**GIVEN TEXT:**
● ● ● ● ●
Right from the Start – 6 Ways to Establish Great Communications with Parents

 

The old adage “You never get a second chance to make a good first impression” rings right along with the first bell of the new school year. A small investment at the onset of the school year will get you on the flight path of success with both students and parents, as you establish a co-advocate posture with your new class. It’s a cinch if you plot out a quick strategy for introducing yourself and establishing connections.

Once you get your class list, spring into action:

Obtain home addresses and write a personal postcard to each student in your home room. 

Most years, I take the time to hand write these notes (a rare and treasured treat!) to each student. However, due to logistical time constraints, I have also run a warm, welcoming message through the printer, personalizing each with the address and greeting before printing. Parents have reported that these precious postcards received via “snail mail” were lovingly displayed on refrigerators, night stands, and dressers all year-long (and beyond).

Call every student the night before school

This was always a dream of mine to accomplish…more often than not, I wasn’t able to do it. But as long as they had that postcard in hand, I knew they knew I was excitedly expecting them.

 Host a Before School Parent Meeting

  • Love notes from parents

If you are lucky enough to have a parent meeting prior to the first day of school, give each parent a notecard or postcard for them to leave a “love note” for their child to discover on the first day of school. If parents are not able to attend this meeting, then write the love note from you (“I am so thrilled you are sitting at this desk! Your teacher last year told me you would be great at _____…” etc.). Every student deserves a warm greeting waiting for them at their desk on the first day of school, and parents will find it endearing that you cared enough to add this extra touch.

  • Establish your email parameters

At the parent meeting, set up guidelines as to how you will answer emails as promptly as you can. I finally realized after stressing to hastily answer every email during precious, limited planning periods, it was wiser to ask parents to give me 12-24 hours to thoughtfully answer important emails, so I could give their concern my full attention. I was amazed how appreciative the parents were with this wait time as long as it was in their best interest! I also told them (although this often didn’t prove to be true), that I didn’t read school emails after 8:00 p.m. and to understand a response would be forthcoming the next day.
● ● ● ● ●
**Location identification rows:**
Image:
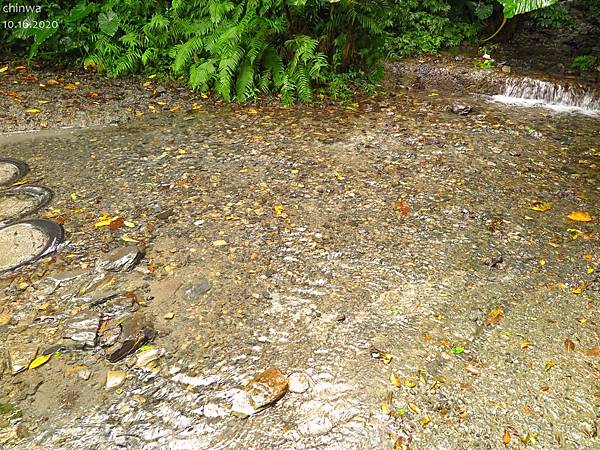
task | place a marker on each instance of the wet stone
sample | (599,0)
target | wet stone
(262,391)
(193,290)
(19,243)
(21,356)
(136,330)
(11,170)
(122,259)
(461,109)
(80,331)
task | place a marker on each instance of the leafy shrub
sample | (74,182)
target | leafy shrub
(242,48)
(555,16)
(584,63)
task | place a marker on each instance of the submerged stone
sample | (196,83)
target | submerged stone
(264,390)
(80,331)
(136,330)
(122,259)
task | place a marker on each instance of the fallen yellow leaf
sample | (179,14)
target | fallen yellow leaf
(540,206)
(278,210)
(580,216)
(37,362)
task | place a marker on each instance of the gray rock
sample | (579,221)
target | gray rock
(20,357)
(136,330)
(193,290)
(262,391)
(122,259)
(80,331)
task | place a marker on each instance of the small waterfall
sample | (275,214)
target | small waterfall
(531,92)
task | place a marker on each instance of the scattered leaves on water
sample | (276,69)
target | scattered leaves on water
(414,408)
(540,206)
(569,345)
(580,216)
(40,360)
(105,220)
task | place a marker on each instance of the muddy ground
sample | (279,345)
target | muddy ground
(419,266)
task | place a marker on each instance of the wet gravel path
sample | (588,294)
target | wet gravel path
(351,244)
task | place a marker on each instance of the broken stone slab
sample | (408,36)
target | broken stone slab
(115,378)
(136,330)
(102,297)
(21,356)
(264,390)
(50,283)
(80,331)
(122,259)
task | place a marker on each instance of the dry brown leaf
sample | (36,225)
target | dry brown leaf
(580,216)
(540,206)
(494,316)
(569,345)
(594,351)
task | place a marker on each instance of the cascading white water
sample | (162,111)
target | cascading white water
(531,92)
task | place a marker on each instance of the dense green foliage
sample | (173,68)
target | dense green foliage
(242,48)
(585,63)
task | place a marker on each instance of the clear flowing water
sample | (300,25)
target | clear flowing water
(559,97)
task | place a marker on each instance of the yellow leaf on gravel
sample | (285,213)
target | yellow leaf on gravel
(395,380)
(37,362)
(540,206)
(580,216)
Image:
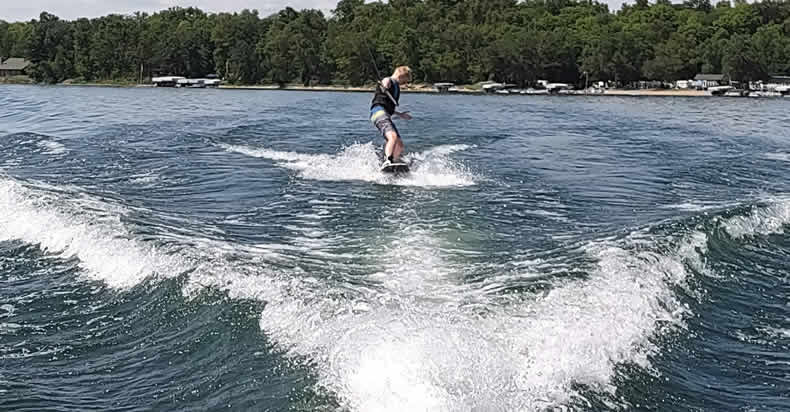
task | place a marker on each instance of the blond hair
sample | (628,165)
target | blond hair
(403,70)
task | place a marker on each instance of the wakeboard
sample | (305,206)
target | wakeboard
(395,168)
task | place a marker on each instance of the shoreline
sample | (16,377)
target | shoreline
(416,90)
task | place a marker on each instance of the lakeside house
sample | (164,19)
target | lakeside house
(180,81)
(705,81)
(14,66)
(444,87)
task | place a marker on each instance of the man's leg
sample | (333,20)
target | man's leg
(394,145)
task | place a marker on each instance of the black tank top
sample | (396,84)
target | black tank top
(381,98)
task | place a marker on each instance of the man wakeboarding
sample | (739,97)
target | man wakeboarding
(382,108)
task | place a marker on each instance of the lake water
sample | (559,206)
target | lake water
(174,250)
● ● ● ● ●
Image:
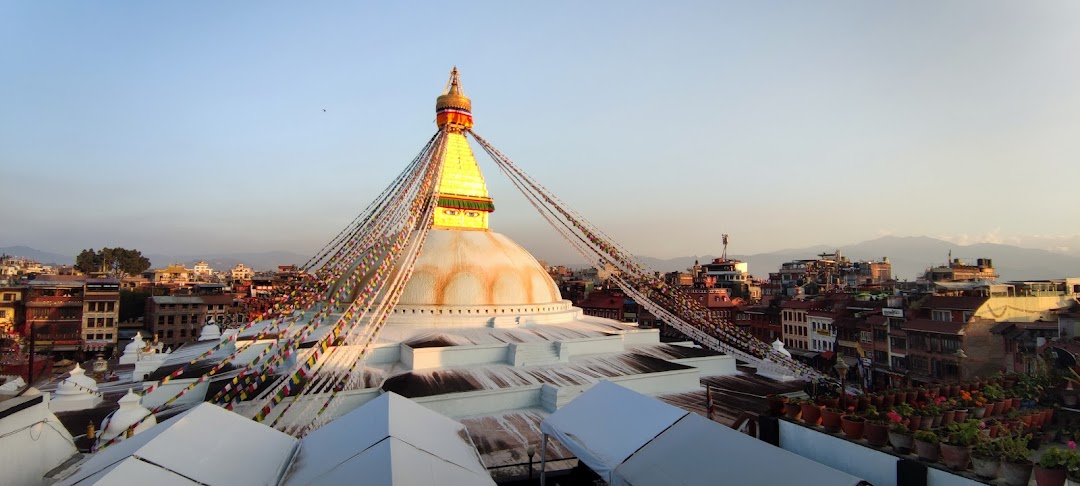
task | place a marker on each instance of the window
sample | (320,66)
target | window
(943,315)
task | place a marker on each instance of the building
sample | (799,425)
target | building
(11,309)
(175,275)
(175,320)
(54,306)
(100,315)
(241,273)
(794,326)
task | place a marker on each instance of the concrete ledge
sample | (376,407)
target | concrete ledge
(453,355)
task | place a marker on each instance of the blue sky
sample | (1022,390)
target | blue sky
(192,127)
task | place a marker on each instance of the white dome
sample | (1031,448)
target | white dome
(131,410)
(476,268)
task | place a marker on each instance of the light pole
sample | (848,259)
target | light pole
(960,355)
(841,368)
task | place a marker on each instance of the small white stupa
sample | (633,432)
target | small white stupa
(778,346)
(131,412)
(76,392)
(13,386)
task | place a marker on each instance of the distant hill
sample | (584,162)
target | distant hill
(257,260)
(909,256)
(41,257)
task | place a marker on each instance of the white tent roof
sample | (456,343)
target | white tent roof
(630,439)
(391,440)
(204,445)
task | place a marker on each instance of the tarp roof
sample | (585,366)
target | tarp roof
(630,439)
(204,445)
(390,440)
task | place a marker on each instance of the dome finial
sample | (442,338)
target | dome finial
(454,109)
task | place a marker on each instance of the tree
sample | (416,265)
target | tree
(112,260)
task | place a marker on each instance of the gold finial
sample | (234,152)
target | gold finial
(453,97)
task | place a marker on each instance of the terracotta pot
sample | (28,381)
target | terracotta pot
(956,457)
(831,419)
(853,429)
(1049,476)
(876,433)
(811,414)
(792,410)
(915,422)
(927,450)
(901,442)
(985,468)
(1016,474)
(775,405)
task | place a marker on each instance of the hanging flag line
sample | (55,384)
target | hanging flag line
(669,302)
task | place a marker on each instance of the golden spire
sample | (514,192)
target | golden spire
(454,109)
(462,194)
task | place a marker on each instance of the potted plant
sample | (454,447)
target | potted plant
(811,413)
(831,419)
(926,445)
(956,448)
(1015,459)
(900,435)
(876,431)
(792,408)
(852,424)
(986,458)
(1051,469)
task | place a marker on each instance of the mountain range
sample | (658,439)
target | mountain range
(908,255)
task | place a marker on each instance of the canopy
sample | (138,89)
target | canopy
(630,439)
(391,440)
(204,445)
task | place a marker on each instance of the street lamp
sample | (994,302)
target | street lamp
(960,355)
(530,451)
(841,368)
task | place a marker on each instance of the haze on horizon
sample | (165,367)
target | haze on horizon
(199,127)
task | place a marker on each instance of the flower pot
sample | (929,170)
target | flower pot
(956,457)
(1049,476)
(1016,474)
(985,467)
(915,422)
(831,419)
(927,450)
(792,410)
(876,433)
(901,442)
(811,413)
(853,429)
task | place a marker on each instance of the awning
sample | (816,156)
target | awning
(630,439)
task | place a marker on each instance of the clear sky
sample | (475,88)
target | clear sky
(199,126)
● ● ● ● ●
**EXERCISE OBJECTIVE:**
Transcribe the part of the article on parent communication that begins at the words "Obtain home addresses" and stops after "excitedly expecting them.". These rows have nothing to do with the article on parent communication.

**WRITTEN RESPONSE:**
Obtain home addresses and write a personal postcard to each student in your home room. 

Most years, I take the time to hand write these notes (a rare and treasured treat!) to each student. However, due to logistical time constraints, I have also run a warm, welcoming message through the printer, personalizing each with the address and greeting before printing. Parents have reported that these precious postcards received via “snail mail” were lovingly displayed on refrigerators, night stands, and dressers all year-long (and beyond).

Call every student the night before school

This was always a dream of mine to accomplish…more often than not, I wasn’t able to do it. But as long as they had that postcard in hand, I knew they knew I was excitedly expecting them.